### PASSAGE PROVIDED
------------------------------
Donald Trump wants to name the ballroom after his favorite person.

Donald Trump speaks and holds up renderings of his ballroom while sitting in the Oval Office
Aaron Schwartz/CNP/Bloomberg/Getty Images

The ballroom replacing the White House East Wing will share Donald Trump’s name.

The $300 million project has yet to receive a formal designation, but it is already being referred to as the “President Donald J. Trump Ballroom,” a moniker that will likely stick, senior administration officials told ABC News Friday.

Practically every detail that has emerged about the ballroom—and the East Wing’s complete destruction this week—has been uncovered by media outlets that refused to take the administration’s plan at face value.

After promising Americans in July that his ballroom proposal would “be near but not touching” the historic building, Trump plowed ahead without prerequisite approval from the National Capital Planning Commission (which has been closed since the government shutdown began earlier this month) and without the express permission of Congress.
------------------------------
### EXTRACTED INFORMATION
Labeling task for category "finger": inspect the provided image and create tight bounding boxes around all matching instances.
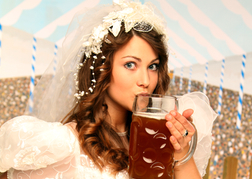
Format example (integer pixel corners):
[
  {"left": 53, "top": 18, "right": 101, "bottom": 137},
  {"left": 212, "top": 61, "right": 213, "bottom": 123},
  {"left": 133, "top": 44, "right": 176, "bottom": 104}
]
[
  {"left": 166, "top": 121, "right": 184, "bottom": 143},
  {"left": 170, "top": 136, "right": 182, "bottom": 151},
  {"left": 171, "top": 110, "right": 195, "bottom": 135},
  {"left": 182, "top": 109, "right": 194, "bottom": 122},
  {"left": 166, "top": 111, "right": 185, "bottom": 135},
  {"left": 182, "top": 109, "right": 194, "bottom": 118}
]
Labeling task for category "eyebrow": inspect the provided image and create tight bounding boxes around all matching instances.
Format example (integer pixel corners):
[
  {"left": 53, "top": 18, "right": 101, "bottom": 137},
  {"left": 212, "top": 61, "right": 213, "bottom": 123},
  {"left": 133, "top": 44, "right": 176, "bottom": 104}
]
[{"left": 122, "top": 55, "right": 159, "bottom": 63}]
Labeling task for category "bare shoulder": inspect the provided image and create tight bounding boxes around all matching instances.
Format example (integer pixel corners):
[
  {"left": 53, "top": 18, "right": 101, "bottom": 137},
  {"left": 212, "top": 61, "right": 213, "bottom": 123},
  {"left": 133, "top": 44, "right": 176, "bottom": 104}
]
[{"left": 0, "top": 172, "right": 7, "bottom": 179}]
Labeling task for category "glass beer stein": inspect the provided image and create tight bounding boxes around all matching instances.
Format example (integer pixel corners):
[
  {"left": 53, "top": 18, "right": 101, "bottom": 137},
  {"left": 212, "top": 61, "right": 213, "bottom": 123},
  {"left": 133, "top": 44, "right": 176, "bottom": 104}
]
[{"left": 129, "top": 94, "right": 197, "bottom": 179}]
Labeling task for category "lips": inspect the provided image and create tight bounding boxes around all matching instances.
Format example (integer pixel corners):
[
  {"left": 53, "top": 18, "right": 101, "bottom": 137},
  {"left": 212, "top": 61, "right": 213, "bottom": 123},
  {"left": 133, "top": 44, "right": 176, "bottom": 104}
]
[{"left": 136, "top": 92, "right": 149, "bottom": 96}]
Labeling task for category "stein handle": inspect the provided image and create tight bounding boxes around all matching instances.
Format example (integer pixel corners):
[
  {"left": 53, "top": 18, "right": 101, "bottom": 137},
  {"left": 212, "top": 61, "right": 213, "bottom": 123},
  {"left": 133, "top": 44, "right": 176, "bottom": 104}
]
[{"left": 173, "top": 123, "right": 197, "bottom": 167}]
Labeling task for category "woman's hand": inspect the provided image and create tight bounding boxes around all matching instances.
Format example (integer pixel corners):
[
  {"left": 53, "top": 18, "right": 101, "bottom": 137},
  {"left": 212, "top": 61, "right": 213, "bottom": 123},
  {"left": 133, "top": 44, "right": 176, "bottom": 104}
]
[
  {"left": 0, "top": 172, "right": 7, "bottom": 179},
  {"left": 165, "top": 109, "right": 195, "bottom": 159}
]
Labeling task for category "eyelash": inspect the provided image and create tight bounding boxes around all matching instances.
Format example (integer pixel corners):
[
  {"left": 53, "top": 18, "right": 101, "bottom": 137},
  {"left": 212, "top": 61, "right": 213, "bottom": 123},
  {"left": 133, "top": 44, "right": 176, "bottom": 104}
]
[
  {"left": 149, "top": 63, "right": 159, "bottom": 71},
  {"left": 124, "top": 62, "right": 159, "bottom": 71},
  {"left": 124, "top": 62, "right": 136, "bottom": 70}
]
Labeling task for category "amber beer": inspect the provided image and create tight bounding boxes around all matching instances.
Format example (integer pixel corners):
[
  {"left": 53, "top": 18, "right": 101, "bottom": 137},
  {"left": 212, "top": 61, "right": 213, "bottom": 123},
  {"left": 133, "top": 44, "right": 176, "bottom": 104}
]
[{"left": 129, "top": 112, "right": 174, "bottom": 179}]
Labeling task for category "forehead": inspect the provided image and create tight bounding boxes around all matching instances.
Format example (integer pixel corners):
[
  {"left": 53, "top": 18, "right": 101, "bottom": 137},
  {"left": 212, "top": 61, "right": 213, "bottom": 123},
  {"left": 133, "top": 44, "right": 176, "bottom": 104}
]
[{"left": 114, "top": 36, "right": 158, "bottom": 61}]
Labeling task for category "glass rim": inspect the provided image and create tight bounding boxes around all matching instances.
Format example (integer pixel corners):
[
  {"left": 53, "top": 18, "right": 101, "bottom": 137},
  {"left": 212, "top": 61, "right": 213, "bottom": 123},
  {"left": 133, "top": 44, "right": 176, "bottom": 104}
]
[{"left": 136, "top": 93, "right": 178, "bottom": 100}]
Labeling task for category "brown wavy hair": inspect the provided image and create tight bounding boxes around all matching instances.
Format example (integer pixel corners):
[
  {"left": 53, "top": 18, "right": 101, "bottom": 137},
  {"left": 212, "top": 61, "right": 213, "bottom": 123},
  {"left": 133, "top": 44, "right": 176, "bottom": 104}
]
[{"left": 64, "top": 23, "right": 170, "bottom": 174}]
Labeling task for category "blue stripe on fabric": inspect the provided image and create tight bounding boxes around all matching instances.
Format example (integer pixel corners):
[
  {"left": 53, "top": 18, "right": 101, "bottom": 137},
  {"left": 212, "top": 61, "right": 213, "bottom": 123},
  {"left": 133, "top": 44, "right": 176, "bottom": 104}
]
[
  {"left": 239, "top": 97, "right": 242, "bottom": 104},
  {"left": 240, "top": 84, "right": 243, "bottom": 92},
  {"left": 31, "top": 77, "right": 34, "bottom": 84}
]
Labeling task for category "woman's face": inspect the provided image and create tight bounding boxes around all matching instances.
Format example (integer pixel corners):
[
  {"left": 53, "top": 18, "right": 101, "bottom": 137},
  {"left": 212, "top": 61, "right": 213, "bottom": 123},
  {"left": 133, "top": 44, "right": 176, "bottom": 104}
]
[{"left": 106, "top": 36, "right": 159, "bottom": 111}]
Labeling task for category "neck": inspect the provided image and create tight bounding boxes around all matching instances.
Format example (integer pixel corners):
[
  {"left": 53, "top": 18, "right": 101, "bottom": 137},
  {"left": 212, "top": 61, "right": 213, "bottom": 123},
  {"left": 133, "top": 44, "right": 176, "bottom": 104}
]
[{"left": 105, "top": 98, "right": 128, "bottom": 132}]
------------------------------
### OBJECTIVE
What is the Spanish for this sentence from the passage on the White House ballroom: "The ballroom replacing the White House East Wing will share Donald Trump’s name."?

### COMPLETE OUTPUT
El salón de baile que reemplaza el Ala Este de la Casa Blanca llevará el nombre de Donald Trump.